#### EXTRAIT DU TEXTE

John Horgan
Pourquoi le temps passe vite quand on est vieux ?

Traduction libre 5 octobre 2023 Ce crâne est l’un des nombreux memento mori qui se trouvent dans mon appartement. Regarder la mort dans les yeux la fige, comme un monstre pris dans les phares. C’est du moins ce que j’aime à croire. Arrêtez d’écrire sur la mort et la vieillesse, m’a dit ma sœur, c’est déprimant. […]

Traduction libre

5 octobre 2023

Ce crâne est l’un des nombreux memento mori qui se trouvent dans mon appartement. Regarder la mort dans les yeux la fige, comme un monstre pris dans les phares. C’est du moins ce que j’aime à croire.

Arrêtez d’écrire sur la mort et la vieillesse, m’a dit ma sœur, c’est déprimant. Oui, je comprends, mais on est censé écrire sur ce que l’on connaît, et je sais ce que c’est que de vieillir.

Ou est-ce le cas ? Une collègue qui prépare un livre sur le vieillissement en sait beaucoup plus que moi sur la vieillesse, bien qu’elle ait 19 ans de moins que moi. Nous nous trouvons sur le territoire de « Ce que Mary ne savait pas », le fossé entre la connaissance subjective et la connaissance objective.

########
#### ENTRÉES DE DONNÉES

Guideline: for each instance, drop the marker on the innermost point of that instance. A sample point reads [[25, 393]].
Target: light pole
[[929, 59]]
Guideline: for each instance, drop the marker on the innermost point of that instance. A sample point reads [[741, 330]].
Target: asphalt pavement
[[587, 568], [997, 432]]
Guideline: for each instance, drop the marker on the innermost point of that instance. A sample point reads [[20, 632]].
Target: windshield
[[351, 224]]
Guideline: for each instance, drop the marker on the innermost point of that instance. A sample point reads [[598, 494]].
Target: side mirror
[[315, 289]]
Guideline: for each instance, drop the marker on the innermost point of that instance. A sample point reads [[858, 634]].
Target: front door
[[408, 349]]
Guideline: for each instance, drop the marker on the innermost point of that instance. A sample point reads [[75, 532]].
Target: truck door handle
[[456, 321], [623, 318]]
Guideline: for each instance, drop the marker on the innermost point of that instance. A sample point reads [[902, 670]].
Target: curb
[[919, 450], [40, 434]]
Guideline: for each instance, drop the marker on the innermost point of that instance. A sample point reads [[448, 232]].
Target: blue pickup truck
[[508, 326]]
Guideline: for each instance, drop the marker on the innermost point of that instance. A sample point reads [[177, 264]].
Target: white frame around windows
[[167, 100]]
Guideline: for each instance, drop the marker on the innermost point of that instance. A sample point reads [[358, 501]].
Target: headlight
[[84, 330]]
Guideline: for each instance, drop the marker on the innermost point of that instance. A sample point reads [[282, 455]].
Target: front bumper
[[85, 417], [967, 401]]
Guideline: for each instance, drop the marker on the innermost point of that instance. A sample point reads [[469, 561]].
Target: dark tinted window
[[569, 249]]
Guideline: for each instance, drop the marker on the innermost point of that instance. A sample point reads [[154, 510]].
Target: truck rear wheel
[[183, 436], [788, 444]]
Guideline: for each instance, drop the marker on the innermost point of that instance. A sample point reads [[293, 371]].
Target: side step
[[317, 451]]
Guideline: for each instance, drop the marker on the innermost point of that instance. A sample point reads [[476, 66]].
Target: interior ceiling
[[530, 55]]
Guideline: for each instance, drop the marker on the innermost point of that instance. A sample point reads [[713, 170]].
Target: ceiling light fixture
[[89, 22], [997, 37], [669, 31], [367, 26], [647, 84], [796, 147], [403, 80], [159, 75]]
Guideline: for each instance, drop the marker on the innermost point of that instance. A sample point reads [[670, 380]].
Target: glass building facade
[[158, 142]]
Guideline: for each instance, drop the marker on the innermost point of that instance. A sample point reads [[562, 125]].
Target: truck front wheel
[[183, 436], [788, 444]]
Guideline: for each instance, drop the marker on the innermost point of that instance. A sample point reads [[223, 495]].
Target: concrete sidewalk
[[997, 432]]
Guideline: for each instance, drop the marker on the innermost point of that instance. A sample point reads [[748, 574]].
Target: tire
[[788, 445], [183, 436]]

########
#### ENTRÉES DE DONNÉES

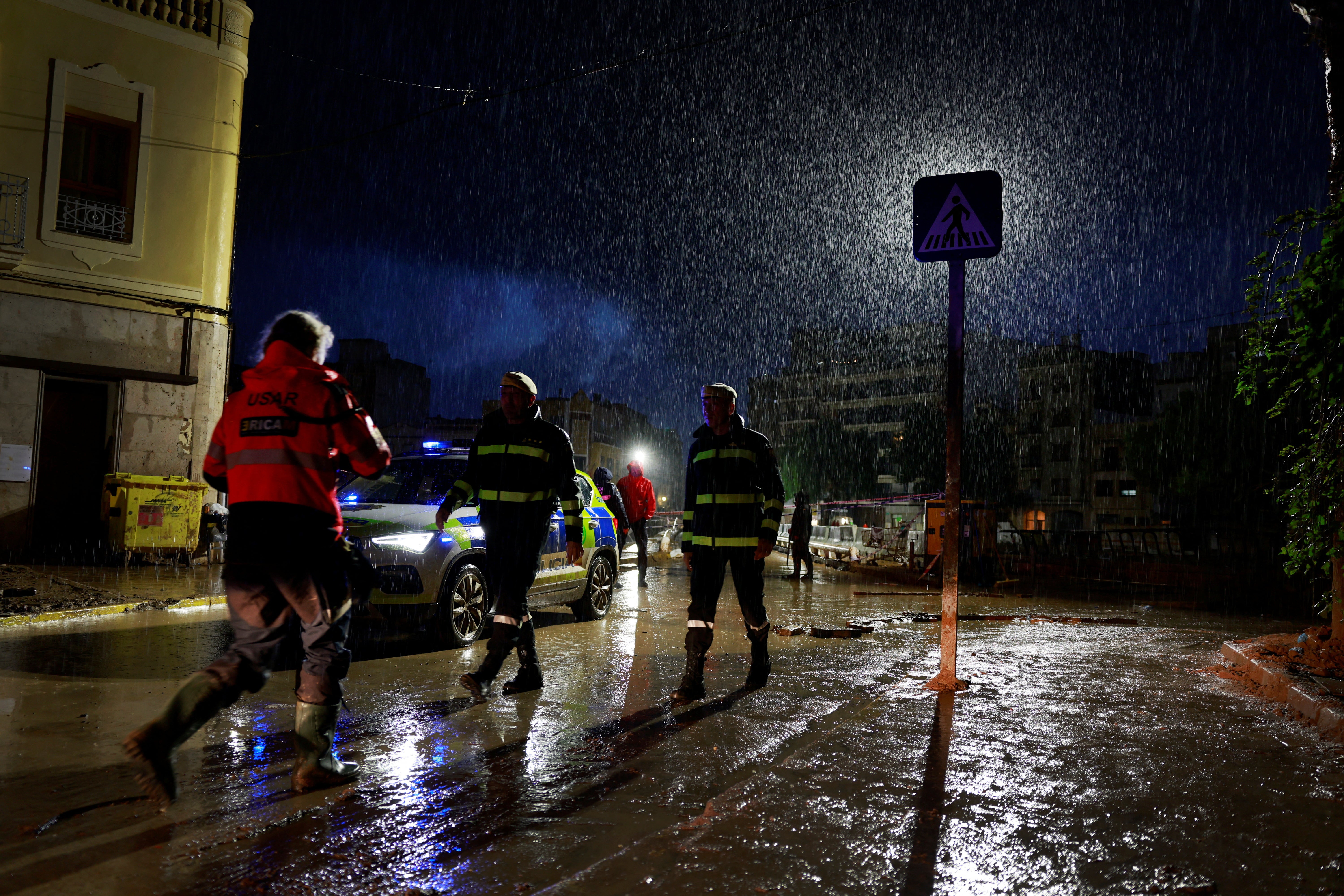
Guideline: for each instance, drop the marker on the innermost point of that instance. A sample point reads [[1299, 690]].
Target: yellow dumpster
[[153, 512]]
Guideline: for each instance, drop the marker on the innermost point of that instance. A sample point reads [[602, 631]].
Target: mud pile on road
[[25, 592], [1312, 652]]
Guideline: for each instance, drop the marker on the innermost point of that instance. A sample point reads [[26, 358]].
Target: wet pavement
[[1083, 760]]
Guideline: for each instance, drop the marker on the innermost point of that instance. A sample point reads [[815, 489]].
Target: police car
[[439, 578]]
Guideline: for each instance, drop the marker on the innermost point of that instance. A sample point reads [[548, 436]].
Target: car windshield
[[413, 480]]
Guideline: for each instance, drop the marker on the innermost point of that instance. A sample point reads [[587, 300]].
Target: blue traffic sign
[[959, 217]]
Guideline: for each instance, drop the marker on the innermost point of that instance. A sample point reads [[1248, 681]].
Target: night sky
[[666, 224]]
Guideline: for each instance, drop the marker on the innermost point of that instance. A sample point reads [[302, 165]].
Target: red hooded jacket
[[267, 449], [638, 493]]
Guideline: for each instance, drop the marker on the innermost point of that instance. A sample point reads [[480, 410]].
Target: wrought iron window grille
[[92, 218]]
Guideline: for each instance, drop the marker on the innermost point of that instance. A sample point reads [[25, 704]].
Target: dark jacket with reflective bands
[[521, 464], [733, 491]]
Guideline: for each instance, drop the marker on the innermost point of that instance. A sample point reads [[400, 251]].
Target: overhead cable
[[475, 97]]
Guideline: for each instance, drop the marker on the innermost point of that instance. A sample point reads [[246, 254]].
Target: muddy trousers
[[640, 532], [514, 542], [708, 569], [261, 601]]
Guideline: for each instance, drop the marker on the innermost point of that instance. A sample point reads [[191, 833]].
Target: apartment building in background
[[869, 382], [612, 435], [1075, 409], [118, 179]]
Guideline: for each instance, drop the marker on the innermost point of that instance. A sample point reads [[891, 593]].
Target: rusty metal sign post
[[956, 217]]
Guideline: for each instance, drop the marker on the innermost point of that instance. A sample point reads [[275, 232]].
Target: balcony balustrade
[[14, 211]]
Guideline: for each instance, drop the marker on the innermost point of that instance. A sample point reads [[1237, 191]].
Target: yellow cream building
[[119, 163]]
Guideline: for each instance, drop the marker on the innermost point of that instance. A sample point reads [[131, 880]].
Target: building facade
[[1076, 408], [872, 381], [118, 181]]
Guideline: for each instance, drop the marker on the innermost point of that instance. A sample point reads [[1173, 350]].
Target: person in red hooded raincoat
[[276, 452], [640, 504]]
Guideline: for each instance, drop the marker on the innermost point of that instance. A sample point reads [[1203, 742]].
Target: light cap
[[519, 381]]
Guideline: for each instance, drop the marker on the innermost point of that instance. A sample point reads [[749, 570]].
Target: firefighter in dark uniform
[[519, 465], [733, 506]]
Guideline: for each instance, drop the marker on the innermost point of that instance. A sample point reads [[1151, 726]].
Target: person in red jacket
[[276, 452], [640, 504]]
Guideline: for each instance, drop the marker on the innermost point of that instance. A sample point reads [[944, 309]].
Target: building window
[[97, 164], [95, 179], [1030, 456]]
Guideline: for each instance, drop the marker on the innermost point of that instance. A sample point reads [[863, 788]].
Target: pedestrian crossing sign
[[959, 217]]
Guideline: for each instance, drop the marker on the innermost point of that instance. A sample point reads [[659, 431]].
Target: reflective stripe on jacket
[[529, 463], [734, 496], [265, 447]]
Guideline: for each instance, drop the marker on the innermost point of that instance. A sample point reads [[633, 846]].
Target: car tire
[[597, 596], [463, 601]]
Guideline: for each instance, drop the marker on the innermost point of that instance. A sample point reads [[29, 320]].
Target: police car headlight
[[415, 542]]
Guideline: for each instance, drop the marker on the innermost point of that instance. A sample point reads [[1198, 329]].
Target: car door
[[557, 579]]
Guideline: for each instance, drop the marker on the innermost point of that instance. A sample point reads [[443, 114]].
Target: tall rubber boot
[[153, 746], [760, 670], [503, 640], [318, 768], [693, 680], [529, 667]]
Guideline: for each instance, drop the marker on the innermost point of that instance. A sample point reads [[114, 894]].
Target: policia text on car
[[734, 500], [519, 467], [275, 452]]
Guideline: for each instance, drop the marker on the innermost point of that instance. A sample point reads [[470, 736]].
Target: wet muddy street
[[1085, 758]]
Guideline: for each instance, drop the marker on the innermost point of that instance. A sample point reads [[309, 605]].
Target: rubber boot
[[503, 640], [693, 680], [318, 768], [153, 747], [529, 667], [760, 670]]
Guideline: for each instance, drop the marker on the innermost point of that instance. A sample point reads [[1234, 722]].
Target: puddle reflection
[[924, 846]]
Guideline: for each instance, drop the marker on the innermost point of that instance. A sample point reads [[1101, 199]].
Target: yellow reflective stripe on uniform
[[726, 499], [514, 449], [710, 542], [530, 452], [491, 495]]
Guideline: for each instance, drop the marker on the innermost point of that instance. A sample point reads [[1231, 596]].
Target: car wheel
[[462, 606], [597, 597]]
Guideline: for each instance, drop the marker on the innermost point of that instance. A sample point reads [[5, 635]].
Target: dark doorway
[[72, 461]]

########

CONSIGNE DE L'EXERCICE: Dans l'extrait sur le vieillissement, quelle raison est avancée pour continuer d'écrire sur la mort et la vieillesse malgré la remarque de la sœur ? Répondez en une à trois phrases.

RÉPONSE ATTENDUE: On est censé écrire sur ce que l'on connaît. Or la personne qui écrit sait ce que c'est que de vieillir.